Sıffîn (saltanat – hilafet) Savaşı ve önemi

Sıffîn (saltanat – hilafet) Savaşı ve önemi

Sıffîn Savaşı Ve Hakem Olayı Nedir?

Sıffîn Savaşının Sebebi Nedir?

Sıffîn Savaşı Kimin Zamanında Yapıldı?

Cemel Vak’asından sonra Kûfe’ye giden Hz. Ali(r.a.), Şam yönetiminde olan Hz. Muâviye’ye(r.a.) Celil b. Abdullah(r.a.) ile “Ben İslâmın meşru halifesiyim, gelip bana biat edin!” diye mektup yolladı. Hz. Muâviye(r.a.) ise dört ay boyunca mektuba cevap vermeyerek Celil’i(r.a.) oyaladı. O dört ay süresince Celil(r.a.) Şam’da gezince anladı ki orada Hz. Osman’ın(r.a.) katili olarak Hz.Ali(r.a.) zannedilip ona düşmanlık besleniyor. Hatta Şam’daki Emevi Camii’nde Hz. Osman’ın(r.a.) kanlı gömleği ve eşi Naile’nin(r.a.) kopan parmakları sergileniyor ki insanlarda bir öfke hâsıl olsun. Celil b. Abdullah(r.a.) bunu anlayınca halkın arasında dolaşmaya ve Şam’ın büyükleri ile görüşüp meselenin hakikatini anlatmaya başladı. Neticede orada bir sükûnet sağlanınca, bunu gören Hz. Muâviye(r.a.) hemen Amr b. Âs’ı(r.a.) çağırarak “Ey Amr, bizim burada bir şey uygulamamız lazım!” dedi.

Veri Kümesi İçeriği:
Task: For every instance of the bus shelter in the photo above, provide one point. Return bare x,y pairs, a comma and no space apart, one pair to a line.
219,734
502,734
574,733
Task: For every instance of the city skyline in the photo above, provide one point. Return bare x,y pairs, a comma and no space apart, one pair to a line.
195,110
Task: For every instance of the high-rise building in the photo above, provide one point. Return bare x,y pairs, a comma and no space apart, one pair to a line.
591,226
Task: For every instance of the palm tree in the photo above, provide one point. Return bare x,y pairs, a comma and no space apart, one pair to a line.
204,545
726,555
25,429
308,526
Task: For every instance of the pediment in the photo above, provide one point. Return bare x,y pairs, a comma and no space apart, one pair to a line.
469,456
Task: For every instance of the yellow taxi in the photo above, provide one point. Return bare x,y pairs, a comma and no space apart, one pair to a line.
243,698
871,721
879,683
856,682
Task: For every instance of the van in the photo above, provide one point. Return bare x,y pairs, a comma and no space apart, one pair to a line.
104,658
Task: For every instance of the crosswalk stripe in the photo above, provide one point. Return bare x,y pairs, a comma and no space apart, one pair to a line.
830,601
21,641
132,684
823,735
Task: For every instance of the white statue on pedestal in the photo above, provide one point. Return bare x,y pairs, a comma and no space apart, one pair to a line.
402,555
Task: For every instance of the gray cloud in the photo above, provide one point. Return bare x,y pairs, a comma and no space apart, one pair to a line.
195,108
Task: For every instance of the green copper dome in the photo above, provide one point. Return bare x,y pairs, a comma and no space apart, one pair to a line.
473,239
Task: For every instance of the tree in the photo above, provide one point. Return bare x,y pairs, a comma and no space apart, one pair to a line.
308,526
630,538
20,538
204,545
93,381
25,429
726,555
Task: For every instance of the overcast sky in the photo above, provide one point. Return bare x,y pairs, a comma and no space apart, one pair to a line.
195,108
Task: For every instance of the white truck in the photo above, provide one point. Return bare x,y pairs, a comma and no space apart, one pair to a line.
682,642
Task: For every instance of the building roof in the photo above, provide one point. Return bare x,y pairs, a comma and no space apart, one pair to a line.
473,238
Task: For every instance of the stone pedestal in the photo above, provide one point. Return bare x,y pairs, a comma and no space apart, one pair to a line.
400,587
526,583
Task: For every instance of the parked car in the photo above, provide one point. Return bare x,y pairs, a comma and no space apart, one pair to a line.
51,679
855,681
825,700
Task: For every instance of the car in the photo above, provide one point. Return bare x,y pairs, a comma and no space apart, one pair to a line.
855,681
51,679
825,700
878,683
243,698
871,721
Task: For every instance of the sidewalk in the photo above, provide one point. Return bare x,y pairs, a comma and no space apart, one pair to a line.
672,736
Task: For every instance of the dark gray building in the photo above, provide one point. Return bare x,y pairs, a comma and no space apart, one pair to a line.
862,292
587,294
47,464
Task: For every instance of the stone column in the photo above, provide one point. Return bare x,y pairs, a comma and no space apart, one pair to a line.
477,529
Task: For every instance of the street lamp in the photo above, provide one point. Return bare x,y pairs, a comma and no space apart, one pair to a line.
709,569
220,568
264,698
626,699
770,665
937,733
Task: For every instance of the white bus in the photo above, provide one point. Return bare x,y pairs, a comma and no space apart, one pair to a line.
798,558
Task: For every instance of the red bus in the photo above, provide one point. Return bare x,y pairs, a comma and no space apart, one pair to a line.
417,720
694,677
==
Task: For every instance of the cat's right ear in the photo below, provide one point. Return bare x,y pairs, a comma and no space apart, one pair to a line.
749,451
* * *
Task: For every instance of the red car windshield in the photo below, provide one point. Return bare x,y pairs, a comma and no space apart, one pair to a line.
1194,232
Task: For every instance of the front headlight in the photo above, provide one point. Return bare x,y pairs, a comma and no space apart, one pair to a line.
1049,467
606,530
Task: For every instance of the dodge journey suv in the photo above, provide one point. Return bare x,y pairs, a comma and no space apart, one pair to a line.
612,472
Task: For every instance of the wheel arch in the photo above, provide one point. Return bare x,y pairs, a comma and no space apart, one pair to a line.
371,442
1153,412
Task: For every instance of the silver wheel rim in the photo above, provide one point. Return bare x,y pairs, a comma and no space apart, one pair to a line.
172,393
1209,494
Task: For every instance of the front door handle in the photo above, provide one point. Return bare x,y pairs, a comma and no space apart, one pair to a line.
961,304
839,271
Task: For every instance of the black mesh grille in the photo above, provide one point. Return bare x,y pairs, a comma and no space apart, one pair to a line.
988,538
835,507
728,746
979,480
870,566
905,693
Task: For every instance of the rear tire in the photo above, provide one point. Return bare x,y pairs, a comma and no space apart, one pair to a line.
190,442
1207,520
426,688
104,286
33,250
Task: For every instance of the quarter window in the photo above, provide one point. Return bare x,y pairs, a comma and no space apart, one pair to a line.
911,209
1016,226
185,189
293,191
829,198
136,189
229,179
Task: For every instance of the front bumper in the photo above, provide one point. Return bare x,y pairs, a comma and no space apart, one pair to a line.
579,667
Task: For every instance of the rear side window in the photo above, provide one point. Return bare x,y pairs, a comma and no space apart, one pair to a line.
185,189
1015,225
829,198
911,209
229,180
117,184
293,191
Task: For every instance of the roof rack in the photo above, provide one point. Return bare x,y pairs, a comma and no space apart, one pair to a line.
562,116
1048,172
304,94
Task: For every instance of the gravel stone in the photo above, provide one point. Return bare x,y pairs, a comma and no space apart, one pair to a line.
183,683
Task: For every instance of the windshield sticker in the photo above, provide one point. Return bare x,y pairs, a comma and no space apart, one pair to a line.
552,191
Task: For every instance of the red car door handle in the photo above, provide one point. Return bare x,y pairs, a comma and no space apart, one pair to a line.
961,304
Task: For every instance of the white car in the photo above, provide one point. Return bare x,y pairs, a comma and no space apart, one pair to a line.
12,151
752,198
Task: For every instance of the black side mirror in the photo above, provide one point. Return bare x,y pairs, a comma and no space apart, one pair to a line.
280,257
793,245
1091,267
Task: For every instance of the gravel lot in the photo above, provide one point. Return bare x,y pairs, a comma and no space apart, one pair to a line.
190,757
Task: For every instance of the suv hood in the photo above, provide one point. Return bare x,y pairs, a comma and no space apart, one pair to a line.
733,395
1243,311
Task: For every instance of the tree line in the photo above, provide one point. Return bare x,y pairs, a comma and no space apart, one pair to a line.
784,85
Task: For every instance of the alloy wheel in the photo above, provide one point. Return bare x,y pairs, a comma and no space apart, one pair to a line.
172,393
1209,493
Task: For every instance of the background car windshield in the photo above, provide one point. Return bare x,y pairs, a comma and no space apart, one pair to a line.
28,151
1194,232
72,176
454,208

Görev Tanımı:
Sıffîn Savaşı metnine göre aşağıdaki soruları yanıtlayın.
1. Hz. Ali, Cemel Vak'asından sonra hangi şehre gitti?
2. Hz. Muâviye, mektuba kaç ay boyunca cevap vermedi?
3. Şam'daki Emevi Camii'nde neler sergileniyordu?

Görevin Sonucu:
1. Kûfe'ye gitti.
2. Dört ay boyunca cevap vermedi.
3. Hz. Osman'ın kanlı gömleği ve eşi Naile'nin kopan parmakları sergileniyordu.